Records from a collection:

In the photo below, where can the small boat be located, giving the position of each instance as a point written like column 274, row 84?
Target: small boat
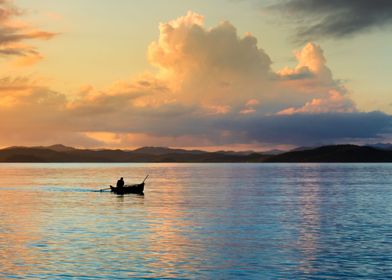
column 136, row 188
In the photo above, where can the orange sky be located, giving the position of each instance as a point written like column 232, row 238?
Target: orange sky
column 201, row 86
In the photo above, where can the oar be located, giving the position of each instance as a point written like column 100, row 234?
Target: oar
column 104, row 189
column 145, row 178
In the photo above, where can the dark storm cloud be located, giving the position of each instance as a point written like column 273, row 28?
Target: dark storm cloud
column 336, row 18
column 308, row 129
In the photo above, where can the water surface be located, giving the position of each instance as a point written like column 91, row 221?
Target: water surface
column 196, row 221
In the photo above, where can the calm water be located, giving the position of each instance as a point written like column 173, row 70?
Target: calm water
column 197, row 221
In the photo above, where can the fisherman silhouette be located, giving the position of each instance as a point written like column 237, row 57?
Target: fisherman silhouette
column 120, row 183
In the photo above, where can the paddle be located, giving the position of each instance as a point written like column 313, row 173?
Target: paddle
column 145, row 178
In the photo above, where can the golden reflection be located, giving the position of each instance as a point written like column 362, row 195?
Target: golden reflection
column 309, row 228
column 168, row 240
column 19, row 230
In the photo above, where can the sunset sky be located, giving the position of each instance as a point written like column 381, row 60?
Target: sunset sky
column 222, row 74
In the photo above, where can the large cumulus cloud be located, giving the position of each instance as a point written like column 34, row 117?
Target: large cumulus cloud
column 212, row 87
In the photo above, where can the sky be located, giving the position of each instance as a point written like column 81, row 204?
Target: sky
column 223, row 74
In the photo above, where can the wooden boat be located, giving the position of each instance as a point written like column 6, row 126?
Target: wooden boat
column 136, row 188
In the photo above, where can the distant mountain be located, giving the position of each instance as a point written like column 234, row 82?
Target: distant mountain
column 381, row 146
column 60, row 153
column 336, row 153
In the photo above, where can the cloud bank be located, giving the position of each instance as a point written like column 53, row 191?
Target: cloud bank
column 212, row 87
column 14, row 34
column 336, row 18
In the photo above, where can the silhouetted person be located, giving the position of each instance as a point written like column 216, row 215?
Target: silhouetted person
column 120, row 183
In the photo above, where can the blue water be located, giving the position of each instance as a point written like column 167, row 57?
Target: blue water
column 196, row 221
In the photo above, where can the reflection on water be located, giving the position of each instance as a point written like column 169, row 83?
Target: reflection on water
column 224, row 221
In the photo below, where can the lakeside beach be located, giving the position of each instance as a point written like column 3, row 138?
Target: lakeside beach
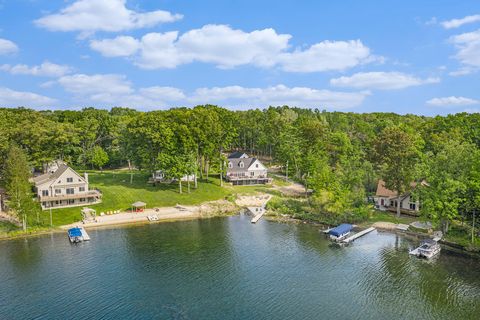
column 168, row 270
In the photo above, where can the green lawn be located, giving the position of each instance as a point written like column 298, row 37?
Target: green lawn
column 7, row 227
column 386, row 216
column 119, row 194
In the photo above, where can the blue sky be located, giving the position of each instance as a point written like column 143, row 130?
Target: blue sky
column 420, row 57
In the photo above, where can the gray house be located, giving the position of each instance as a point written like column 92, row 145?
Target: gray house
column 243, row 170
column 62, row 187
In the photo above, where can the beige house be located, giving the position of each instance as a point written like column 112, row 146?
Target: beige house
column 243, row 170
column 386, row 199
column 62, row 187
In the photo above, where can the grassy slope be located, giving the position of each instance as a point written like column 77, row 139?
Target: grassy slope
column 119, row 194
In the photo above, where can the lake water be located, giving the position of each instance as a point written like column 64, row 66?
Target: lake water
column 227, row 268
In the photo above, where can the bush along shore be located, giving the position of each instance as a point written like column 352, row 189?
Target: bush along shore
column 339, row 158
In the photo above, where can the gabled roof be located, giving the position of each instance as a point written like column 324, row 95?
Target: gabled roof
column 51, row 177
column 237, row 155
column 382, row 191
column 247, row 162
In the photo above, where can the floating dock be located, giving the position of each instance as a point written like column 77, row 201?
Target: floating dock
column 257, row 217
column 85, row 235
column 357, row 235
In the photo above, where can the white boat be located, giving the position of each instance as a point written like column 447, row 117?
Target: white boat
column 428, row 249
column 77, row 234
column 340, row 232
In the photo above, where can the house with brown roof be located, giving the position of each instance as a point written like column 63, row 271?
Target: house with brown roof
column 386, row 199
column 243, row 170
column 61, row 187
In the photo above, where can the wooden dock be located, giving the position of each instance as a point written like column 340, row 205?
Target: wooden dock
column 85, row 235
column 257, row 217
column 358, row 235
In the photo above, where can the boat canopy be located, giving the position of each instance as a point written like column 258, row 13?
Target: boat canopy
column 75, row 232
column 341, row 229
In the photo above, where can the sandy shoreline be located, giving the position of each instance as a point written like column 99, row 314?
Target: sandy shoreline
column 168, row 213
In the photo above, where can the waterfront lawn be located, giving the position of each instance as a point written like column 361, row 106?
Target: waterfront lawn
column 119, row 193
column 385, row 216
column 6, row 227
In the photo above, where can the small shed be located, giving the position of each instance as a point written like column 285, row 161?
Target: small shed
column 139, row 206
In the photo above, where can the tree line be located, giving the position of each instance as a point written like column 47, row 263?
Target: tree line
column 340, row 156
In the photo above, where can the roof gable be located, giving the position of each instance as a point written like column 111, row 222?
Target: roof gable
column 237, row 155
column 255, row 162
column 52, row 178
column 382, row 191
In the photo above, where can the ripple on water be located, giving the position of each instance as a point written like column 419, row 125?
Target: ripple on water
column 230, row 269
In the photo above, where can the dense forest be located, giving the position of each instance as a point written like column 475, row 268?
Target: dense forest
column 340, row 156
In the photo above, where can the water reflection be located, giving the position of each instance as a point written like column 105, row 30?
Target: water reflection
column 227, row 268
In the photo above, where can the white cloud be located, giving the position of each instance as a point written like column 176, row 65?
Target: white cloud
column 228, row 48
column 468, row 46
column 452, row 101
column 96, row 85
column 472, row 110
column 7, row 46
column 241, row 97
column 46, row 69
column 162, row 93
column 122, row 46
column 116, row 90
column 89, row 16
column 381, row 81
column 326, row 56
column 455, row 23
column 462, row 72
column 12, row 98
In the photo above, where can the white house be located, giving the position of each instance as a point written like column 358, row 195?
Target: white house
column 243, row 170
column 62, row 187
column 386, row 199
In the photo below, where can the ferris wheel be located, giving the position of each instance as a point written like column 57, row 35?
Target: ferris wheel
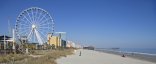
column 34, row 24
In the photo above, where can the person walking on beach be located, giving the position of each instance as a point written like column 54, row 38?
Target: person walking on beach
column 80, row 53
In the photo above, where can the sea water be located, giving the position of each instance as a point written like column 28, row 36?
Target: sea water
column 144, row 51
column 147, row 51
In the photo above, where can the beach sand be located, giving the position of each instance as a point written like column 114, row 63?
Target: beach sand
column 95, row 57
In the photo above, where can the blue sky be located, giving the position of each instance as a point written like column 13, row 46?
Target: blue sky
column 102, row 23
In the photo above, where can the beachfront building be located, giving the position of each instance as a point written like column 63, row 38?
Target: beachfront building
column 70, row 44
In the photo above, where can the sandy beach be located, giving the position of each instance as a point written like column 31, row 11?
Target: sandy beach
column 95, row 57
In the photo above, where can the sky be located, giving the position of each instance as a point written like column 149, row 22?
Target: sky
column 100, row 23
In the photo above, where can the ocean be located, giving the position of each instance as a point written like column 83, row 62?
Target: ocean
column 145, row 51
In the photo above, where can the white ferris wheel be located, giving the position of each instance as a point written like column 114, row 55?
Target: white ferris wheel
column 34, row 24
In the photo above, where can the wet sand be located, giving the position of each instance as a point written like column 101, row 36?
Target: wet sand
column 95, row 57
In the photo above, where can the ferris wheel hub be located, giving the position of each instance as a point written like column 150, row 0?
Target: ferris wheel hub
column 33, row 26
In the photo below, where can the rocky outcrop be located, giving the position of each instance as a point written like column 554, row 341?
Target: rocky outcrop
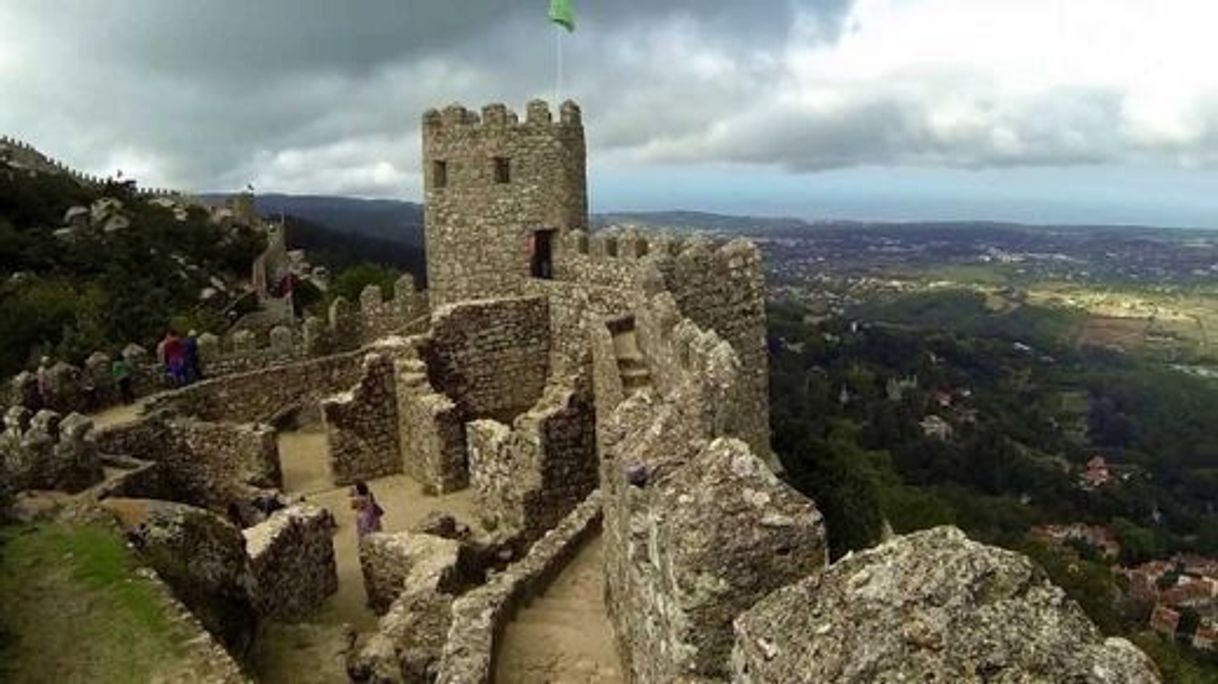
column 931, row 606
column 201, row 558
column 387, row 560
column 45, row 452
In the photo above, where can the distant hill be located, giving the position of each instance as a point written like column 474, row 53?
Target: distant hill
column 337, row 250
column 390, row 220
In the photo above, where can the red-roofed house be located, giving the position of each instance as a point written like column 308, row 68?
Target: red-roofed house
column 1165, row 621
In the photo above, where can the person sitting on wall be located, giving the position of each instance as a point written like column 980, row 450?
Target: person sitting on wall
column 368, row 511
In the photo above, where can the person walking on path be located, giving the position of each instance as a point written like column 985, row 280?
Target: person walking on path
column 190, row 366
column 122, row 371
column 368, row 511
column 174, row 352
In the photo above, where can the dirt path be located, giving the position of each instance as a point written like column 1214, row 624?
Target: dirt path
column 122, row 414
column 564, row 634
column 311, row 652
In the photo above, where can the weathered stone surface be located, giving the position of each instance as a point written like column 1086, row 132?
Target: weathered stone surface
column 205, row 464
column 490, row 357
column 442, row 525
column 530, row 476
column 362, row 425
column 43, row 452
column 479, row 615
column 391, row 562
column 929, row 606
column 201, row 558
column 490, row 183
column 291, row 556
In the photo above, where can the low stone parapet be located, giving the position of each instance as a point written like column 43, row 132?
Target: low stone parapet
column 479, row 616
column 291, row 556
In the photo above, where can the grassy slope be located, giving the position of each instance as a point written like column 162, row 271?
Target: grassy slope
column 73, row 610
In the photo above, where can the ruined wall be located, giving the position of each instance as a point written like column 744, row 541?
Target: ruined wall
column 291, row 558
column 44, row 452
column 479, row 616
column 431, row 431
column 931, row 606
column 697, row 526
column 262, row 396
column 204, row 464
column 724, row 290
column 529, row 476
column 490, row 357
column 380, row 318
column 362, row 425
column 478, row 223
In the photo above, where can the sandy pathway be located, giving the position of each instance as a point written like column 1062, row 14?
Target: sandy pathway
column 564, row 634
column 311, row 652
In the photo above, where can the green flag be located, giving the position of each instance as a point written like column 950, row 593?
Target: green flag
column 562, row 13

TASK STATEMENT:
Reproduce the lines of the items verbatim, starting at the line that contains "In the photo above, where can the person walking on path" and ending at the line that contains "column 174, row 352".

SOLUTION TO THIS EXERCISE:
In the photo above, where can the person walking on path be located, giving the position of each instance as a point written like column 985, row 280?
Target: person walking on path
column 190, row 366
column 122, row 371
column 368, row 511
column 174, row 352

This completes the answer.